╭─ Data under study

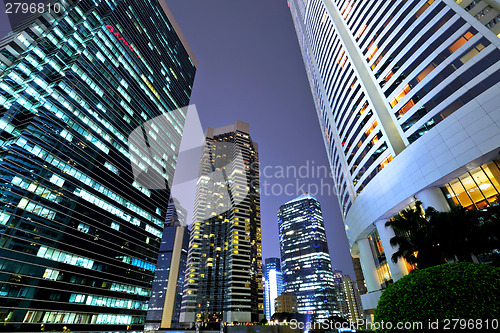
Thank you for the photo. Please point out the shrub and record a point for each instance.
(449, 291)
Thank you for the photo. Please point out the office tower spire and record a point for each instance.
(224, 271)
(306, 263)
(406, 92)
(79, 234)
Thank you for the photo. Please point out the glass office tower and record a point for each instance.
(79, 235)
(305, 260)
(223, 280)
(273, 284)
(166, 294)
(406, 92)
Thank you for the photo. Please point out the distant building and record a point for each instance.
(286, 302)
(80, 231)
(360, 280)
(223, 280)
(166, 296)
(407, 96)
(273, 284)
(352, 300)
(305, 260)
(339, 292)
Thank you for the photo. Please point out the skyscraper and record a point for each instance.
(79, 233)
(406, 92)
(224, 272)
(354, 310)
(273, 284)
(305, 260)
(166, 294)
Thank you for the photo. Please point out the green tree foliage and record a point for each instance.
(449, 291)
(428, 238)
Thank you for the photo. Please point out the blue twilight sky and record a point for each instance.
(250, 69)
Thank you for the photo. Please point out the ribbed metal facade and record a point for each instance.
(224, 272)
(406, 94)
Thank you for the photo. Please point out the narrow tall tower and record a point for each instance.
(224, 271)
(306, 263)
(166, 294)
(406, 93)
(273, 284)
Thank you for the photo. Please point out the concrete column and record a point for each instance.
(398, 270)
(434, 197)
(368, 265)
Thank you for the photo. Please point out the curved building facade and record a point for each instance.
(406, 95)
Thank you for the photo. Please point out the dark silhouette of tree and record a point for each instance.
(429, 238)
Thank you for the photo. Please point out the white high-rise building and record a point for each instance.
(406, 92)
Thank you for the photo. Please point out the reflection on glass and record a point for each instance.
(476, 189)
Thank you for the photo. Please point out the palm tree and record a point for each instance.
(428, 238)
(415, 238)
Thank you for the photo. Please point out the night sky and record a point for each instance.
(250, 69)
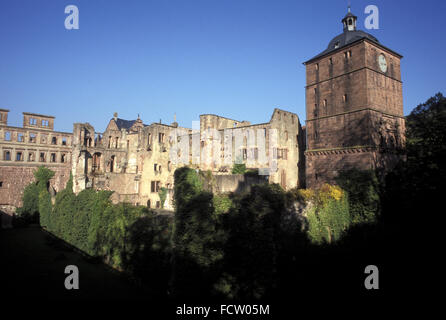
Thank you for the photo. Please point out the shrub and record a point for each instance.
(239, 168)
(328, 217)
(362, 188)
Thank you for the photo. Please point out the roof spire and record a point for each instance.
(349, 21)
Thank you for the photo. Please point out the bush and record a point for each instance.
(29, 212)
(239, 168)
(362, 188)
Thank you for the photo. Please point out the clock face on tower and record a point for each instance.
(382, 62)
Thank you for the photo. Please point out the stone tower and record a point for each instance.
(354, 106)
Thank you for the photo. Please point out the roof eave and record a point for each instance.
(349, 45)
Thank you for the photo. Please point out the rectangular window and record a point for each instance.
(161, 137)
(154, 186)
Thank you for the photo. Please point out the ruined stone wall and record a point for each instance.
(23, 150)
(15, 178)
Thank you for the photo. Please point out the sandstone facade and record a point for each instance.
(136, 160)
(24, 149)
(354, 106)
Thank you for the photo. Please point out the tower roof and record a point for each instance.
(349, 35)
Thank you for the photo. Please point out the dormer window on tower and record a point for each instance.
(349, 21)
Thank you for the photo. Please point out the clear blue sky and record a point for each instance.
(235, 58)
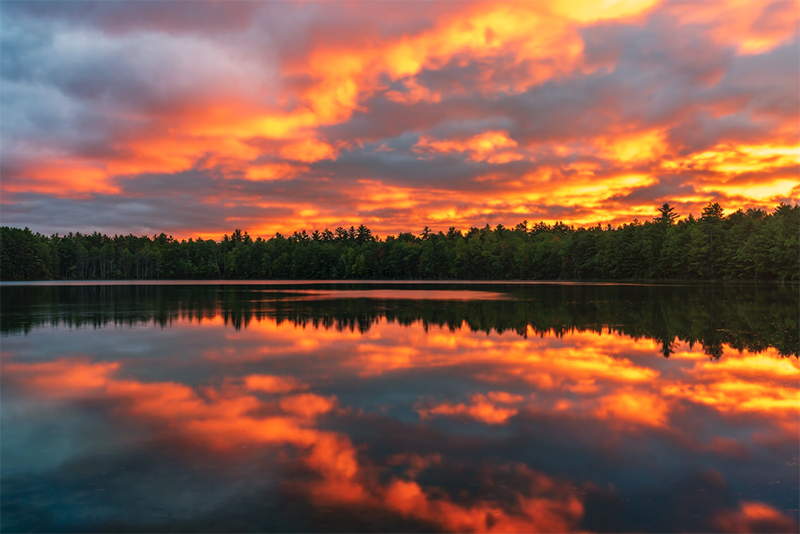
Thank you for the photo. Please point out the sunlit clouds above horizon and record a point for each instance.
(198, 117)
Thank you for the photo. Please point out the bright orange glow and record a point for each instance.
(616, 383)
(377, 114)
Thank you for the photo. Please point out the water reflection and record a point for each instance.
(403, 426)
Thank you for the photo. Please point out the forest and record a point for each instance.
(751, 245)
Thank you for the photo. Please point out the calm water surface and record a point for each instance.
(474, 408)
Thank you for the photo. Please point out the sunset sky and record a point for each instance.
(195, 117)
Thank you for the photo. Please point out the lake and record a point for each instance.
(399, 407)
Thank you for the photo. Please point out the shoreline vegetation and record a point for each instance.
(751, 245)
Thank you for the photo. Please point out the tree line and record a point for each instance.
(751, 245)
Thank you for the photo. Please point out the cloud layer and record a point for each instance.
(198, 117)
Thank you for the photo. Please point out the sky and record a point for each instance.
(195, 117)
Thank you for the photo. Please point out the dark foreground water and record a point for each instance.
(478, 408)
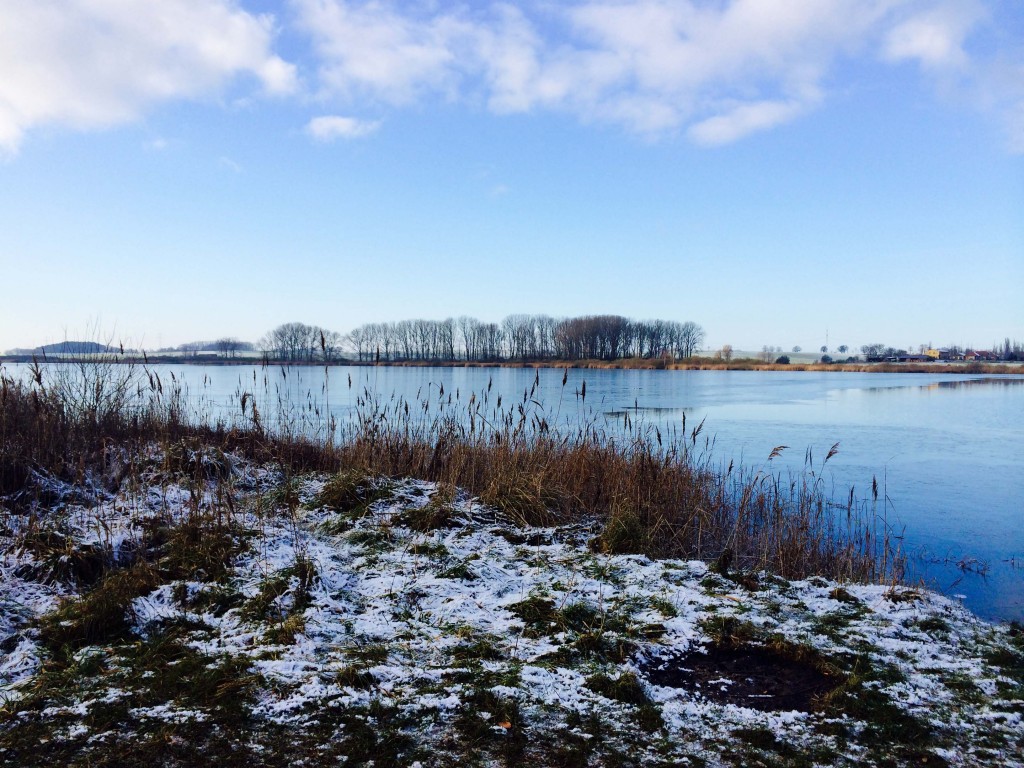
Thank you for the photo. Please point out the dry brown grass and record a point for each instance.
(656, 495)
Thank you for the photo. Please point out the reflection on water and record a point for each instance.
(949, 468)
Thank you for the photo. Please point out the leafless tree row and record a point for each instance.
(297, 342)
(524, 337)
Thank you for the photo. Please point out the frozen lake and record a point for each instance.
(947, 451)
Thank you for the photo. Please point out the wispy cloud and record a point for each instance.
(85, 65)
(331, 127)
(714, 72)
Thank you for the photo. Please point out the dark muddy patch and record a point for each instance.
(744, 676)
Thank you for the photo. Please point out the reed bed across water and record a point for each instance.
(643, 489)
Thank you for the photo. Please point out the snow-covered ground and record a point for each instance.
(423, 628)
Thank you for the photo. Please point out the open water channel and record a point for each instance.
(947, 451)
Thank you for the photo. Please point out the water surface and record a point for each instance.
(947, 451)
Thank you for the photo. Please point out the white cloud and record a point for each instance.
(88, 64)
(934, 36)
(743, 120)
(331, 127)
(652, 66)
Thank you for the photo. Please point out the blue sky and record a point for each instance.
(770, 169)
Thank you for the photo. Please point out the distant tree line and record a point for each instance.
(525, 337)
(227, 346)
(297, 342)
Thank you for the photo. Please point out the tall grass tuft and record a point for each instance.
(651, 492)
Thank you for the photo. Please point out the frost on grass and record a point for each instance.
(257, 620)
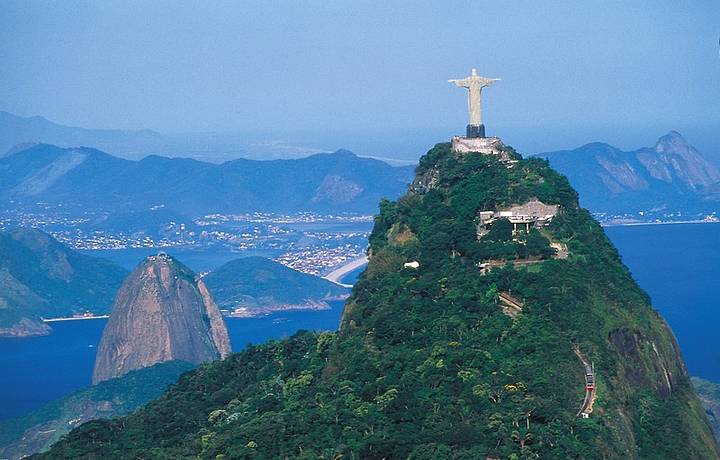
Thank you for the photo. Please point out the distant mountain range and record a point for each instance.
(15, 130)
(668, 177)
(42, 277)
(260, 285)
(88, 179)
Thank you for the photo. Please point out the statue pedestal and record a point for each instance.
(485, 145)
(475, 130)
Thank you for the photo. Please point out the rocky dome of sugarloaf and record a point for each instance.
(162, 312)
(483, 327)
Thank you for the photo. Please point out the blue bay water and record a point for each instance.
(36, 370)
(678, 265)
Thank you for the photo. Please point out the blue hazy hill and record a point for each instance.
(90, 179)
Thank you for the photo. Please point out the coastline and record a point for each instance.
(336, 275)
(73, 318)
(673, 222)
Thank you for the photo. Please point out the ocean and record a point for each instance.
(678, 265)
(36, 370)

╰─

* **Brief**:
Please reproduce all the material exactly. Pictures stay out of the copy.

* **Result**:
Thank you for the photo. Please point out the shrub and record a point for each instance.
(449, 291)
Thank you for the photo. Please point out the office tower spire and record a point for each instance.
(224, 271)
(306, 263)
(406, 92)
(79, 234)
Thank you for the photo. Please point out the glass office tower and record a point for each instance.
(79, 235)
(305, 260)
(223, 280)
(273, 284)
(166, 294)
(406, 92)
Thank you for the photo. Please point out the distant building and record a point for each instance.
(286, 302)
(80, 231)
(360, 280)
(223, 280)
(166, 296)
(407, 96)
(273, 284)
(352, 300)
(305, 260)
(339, 292)
Thank you for the photo. Please point out the skyscraper and record a point for each instance.
(79, 233)
(406, 92)
(224, 272)
(354, 310)
(273, 284)
(305, 260)
(166, 294)
Thank you for the photo. Please point out the green tree foliage and record a point for each instance.
(449, 291)
(428, 238)
Thank you for the photo. Please point out the blue twilight sky and record a point for each instance.
(250, 69)
Thank you for the photo. Please point out the ribbed metal facade and record a point for each instance.
(224, 272)
(406, 94)
Thank you for the photo. Please point out the narrow tall tower and record a point for each instance.
(224, 271)
(306, 263)
(166, 294)
(406, 93)
(273, 284)
Thank you for the photo. Please point out the concrete column and record a point for each instance.
(398, 270)
(434, 197)
(368, 265)
Thank you for the photo. Please point out the curved building facade and record a point for each instance.
(406, 95)
Thank you for the photo. Please point out the dark silhouette of tree and record a point for each instance.
(429, 238)
Thank you for the photo. Please point out the white high-rise building and record a point for each instance.
(406, 92)
Thank you for the photo. Please point out the reflection on glass and record a point for each instance.
(476, 189)
Thank you for the photo. Please point out the palm tree and record a point for each instance.
(428, 238)
(415, 238)
Thank you for the photo. Please point out the night sky and record a point for each instance.
(250, 69)
Thank you for the photo. Please point out the shrub and record a point for each instance.
(239, 168)
(328, 217)
(362, 188)
Thank you for the photo. Please point out the roof spire and record a point for each instance.
(349, 21)
Thank you for the photo. Please point out the bush and record a point for each instance.
(29, 212)
(239, 168)
(362, 188)
Thank you for the photo. Please point out the clock face on tower and record a point for each instance.
(382, 62)
Thank you for the photo. Please point out the stone tower and record a point for each instance.
(354, 106)
Thank you for the photo. Please point out the roof eave and record a point for each instance.
(349, 45)
Thank you for the photo. Please point out the rectangular window and record a point for each instance.
(161, 137)
(154, 186)
Thank you for the photo. Please point out the ruined stone wall and record a point for each instance.
(23, 150)
(15, 178)
Thank you for the photo. Please point out the sandstone facade and record a point for each instance.
(136, 160)
(24, 149)
(354, 106)
Thank you for the photo. Please point out the tower roof and record a point for each instance.
(349, 35)
Thank you for the photo. Please point out the dormer window on tower and record a point for each instance.
(349, 21)
Thank you for the photo. Please point out the clear blue sky and record a point for each instance.
(235, 58)
Thank you for the photo. Please point out the sunlit clouds above horizon and record a point for each instance.
(198, 117)
Thank you for the photo. Please point out the bright orange glow and record a point for each instance.
(616, 383)
(377, 114)
Thank you for the photo. Please point out the water reflection and record a point for each instance.
(403, 426)
Thank you for the photo. Please point out the forest and record a point for each instance.
(751, 245)
Thank you for the photo. Please point out the calm water surface and record a point for each instance.
(474, 408)
Thank you for the photo. Please point out the sunset sky and record a point for each instance.
(195, 117)
Thank you for the photo. Please point out the lake and record a point for each instance.
(399, 407)
Thank you for the photo. Please point out the shoreline vegetation and record a point for each instance.
(751, 245)
Thank you for the photo. Please point out the tree line and record a point for each instance.
(751, 245)
Thank you for the photo. Please point out the cloud layer and record a point for each instance.
(198, 117)
Thank you for the photo. Please point out the sky and record a point for each instance.
(195, 117)
Thank you for the photo. Please point out the dark foreground water and record a point for each instance.
(478, 408)
Thank you for the photo. Please point out the dry brown grass and record a point for each instance.
(656, 495)
Thank you for the photo. Please point out the reflection on water and record a point for each instance.
(949, 468)
Thank you for the photo. Please point out the leafless tree row and record a point for each instance.
(297, 342)
(524, 337)
Thank you for the photo. Please point out the frozen lake and record a point for each instance.
(947, 451)
Thank you for the photo. Please point out the wispy cloud and record a point for each instance.
(85, 65)
(331, 127)
(714, 72)
Thank you for the photo. Please point out the dark muddy patch and record a point for each instance.
(744, 676)
Thank you for the photo. Please point out the reed bed across water and record a point for each instance.
(643, 489)
Thank you for the photo. Please point out the snow-covered ground and record a point for each instance.
(423, 628)
Thank you for the photo. Please point out the open water channel and record a point for each instance.
(947, 451)
Thank you for the photo. Please point out the water surface and record a point for each instance.
(947, 451)
Thank you for the photo. Please point out the white cloud and record a point for each instance.
(88, 64)
(934, 36)
(743, 120)
(331, 127)
(652, 66)
Thank you for the photo. Please point out the blue sky and record a point for each instance.
(770, 169)
Thank you for the photo. Please point out the distant tree line and record a point for each instance.
(525, 337)
(227, 346)
(297, 342)
Thank you for the photo. Please point out the tall grass tuft and record a point for each instance.
(651, 492)
Thank you for the photo. Please point out the frost on grass and record a point for each instance.
(257, 620)
Thank you for the photo. Please point out the distant mountain range and record a point for each instance.
(15, 130)
(668, 177)
(42, 277)
(260, 285)
(88, 179)
Thank you for the photo. Please point out the statue pedestal and record a point for each instance.
(485, 145)
(475, 130)
Thank you for the photo. Please point out the rocky dome of sugarloaf and record a point for each instance.
(162, 312)
(483, 327)
Thank you for the photo. Please point out the blue bay water and record a point for each instance.
(36, 370)
(678, 265)
Thank you for the photo. Please point out the blue hazy hill and record a point for each instance.
(90, 179)
Thank you for the photo. Please point out the coastline and record a point for each instance.
(336, 275)
(73, 318)
(673, 222)
Thank you for the photo. Please point out the ocean and record a point for each instance.
(678, 265)
(36, 370)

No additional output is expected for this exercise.